Written instruction> List every line in the data records that contains the word "below".

··· Records to use ···

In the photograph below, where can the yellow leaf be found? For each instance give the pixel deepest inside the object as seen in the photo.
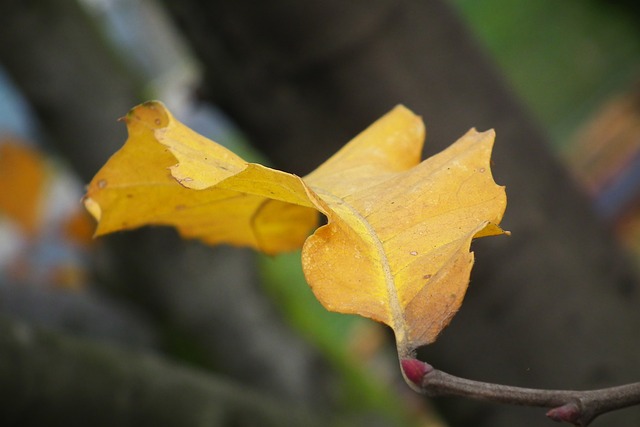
(212, 199)
(396, 248)
(396, 245)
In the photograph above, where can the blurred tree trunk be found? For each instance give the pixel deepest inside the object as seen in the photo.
(556, 305)
(207, 302)
(51, 380)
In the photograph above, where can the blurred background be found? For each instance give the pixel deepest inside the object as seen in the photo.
(142, 328)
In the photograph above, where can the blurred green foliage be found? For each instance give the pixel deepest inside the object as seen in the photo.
(563, 58)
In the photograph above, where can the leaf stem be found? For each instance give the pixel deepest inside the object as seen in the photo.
(572, 406)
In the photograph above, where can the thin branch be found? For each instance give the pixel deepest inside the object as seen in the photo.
(575, 407)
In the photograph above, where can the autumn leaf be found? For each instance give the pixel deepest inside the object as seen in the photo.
(396, 244)
(215, 195)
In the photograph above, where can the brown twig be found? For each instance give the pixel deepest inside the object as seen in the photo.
(575, 407)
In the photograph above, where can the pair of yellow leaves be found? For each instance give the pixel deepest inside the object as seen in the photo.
(396, 244)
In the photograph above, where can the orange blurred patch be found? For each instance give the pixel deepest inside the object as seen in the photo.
(22, 180)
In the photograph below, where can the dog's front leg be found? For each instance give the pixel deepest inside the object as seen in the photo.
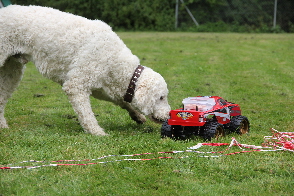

···

Response to this exercise>
In the photograph below, where can the yellow leaf be found? For each instance give the pixel deepest inside the object as seen in the photo.
In the photograph below, where can the dog's front leg be found? For each instance give the pixel deepest inside the object as seen in the photo.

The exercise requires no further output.